Return each line below that contains the word "person", copying every such line in full.

<<<<

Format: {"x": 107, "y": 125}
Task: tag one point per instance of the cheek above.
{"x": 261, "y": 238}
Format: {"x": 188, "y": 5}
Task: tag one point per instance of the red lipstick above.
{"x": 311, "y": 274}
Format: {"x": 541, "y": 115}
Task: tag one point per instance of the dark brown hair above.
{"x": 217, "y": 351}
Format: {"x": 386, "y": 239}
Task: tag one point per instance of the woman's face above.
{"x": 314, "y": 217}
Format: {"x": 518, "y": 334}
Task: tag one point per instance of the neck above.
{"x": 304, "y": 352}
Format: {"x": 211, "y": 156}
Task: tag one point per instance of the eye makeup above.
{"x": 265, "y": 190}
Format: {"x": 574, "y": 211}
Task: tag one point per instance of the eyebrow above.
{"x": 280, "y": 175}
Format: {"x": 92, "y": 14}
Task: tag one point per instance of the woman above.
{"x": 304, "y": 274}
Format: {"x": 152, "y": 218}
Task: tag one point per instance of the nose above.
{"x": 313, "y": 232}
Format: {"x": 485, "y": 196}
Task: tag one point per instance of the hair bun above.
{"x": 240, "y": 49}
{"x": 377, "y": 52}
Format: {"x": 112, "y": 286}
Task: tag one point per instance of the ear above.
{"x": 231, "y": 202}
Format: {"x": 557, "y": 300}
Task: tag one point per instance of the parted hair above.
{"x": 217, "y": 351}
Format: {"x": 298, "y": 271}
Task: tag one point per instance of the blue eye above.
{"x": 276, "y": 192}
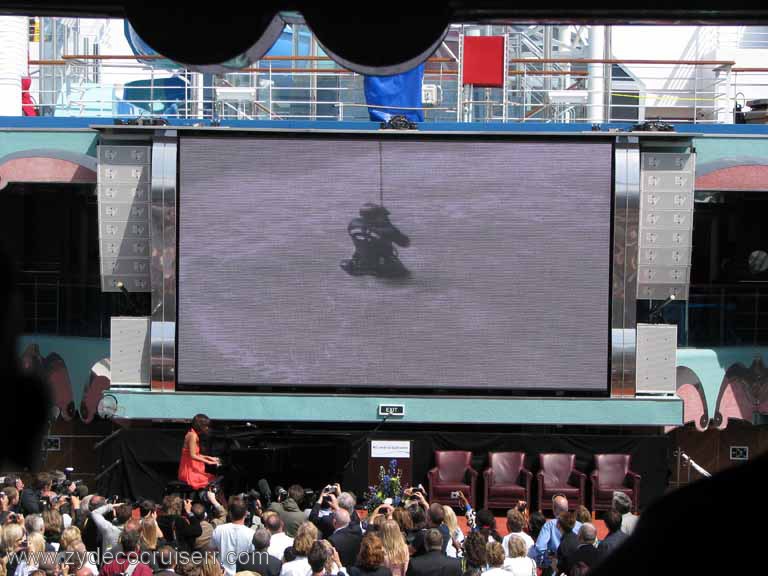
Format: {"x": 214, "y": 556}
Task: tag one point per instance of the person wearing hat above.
{"x": 623, "y": 505}
{"x": 373, "y": 236}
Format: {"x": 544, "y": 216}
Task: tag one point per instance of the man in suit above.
{"x": 615, "y": 537}
{"x": 346, "y": 538}
{"x": 586, "y": 552}
{"x": 434, "y": 562}
{"x": 260, "y": 561}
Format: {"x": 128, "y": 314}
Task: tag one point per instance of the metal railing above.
{"x": 314, "y": 88}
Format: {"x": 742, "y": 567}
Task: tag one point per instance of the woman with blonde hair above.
{"x": 150, "y": 534}
{"x": 306, "y": 535}
{"x": 457, "y": 536}
{"x": 68, "y": 537}
{"x": 396, "y": 556}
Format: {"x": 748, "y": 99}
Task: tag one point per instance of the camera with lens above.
{"x": 280, "y": 493}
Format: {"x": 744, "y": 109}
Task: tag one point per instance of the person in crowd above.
{"x": 515, "y": 524}
{"x": 333, "y": 563}
{"x": 536, "y": 522}
{"x": 549, "y": 538}
{"x": 192, "y": 464}
{"x": 623, "y": 505}
{"x": 88, "y": 528}
{"x": 12, "y": 496}
{"x": 396, "y": 555}
{"x": 290, "y": 511}
{"x": 434, "y": 562}
{"x": 129, "y": 561}
{"x": 54, "y": 525}
{"x": 150, "y": 538}
{"x": 68, "y": 536}
{"x": 323, "y": 519}
{"x": 370, "y": 559}
{"x": 109, "y": 533}
{"x": 5, "y": 504}
{"x": 457, "y": 536}
{"x": 403, "y": 519}
{"x": 345, "y": 538}
{"x": 165, "y": 561}
{"x": 14, "y": 540}
{"x": 260, "y": 560}
{"x": 306, "y": 535}
{"x": 569, "y": 541}
{"x": 210, "y": 566}
{"x": 419, "y": 526}
{"x": 435, "y": 519}
{"x": 494, "y": 552}
{"x": 35, "y": 548}
{"x": 586, "y": 552}
{"x": 234, "y": 537}
{"x": 615, "y": 536}
{"x": 486, "y": 525}
{"x": 30, "y": 498}
{"x": 34, "y": 524}
{"x": 82, "y": 559}
{"x": 207, "y": 524}
{"x": 475, "y": 554}
{"x": 180, "y": 529}
{"x": 279, "y": 540}
{"x": 518, "y": 562}
{"x": 583, "y": 514}
{"x": 323, "y": 560}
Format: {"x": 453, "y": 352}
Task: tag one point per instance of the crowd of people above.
{"x": 73, "y": 532}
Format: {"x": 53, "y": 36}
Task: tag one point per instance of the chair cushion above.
{"x": 568, "y": 492}
{"x": 611, "y": 469}
{"x": 506, "y": 490}
{"x": 444, "y": 489}
{"x": 452, "y": 466}
{"x": 557, "y": 469}
{"x": 607, "y": 493}
{"x": 506, "y": 466}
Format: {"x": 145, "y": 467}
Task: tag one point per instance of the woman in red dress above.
{"x": 192, "y": 465}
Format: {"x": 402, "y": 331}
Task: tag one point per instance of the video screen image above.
{"x": 335, "y": 261}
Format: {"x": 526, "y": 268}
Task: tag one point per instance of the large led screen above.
{"x": 355, "y": 261}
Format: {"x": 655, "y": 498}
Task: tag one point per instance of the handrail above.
{"x": 694, "y": 465}
{"x": 615, "y": 61}
{"x": 160, "y": 57}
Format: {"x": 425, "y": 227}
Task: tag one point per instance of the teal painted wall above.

>>>>

#### CORRECT RESULT
Task: tag one point per instance of the person wearing hat above.
Task: tag one point per instance of the person in crowd above.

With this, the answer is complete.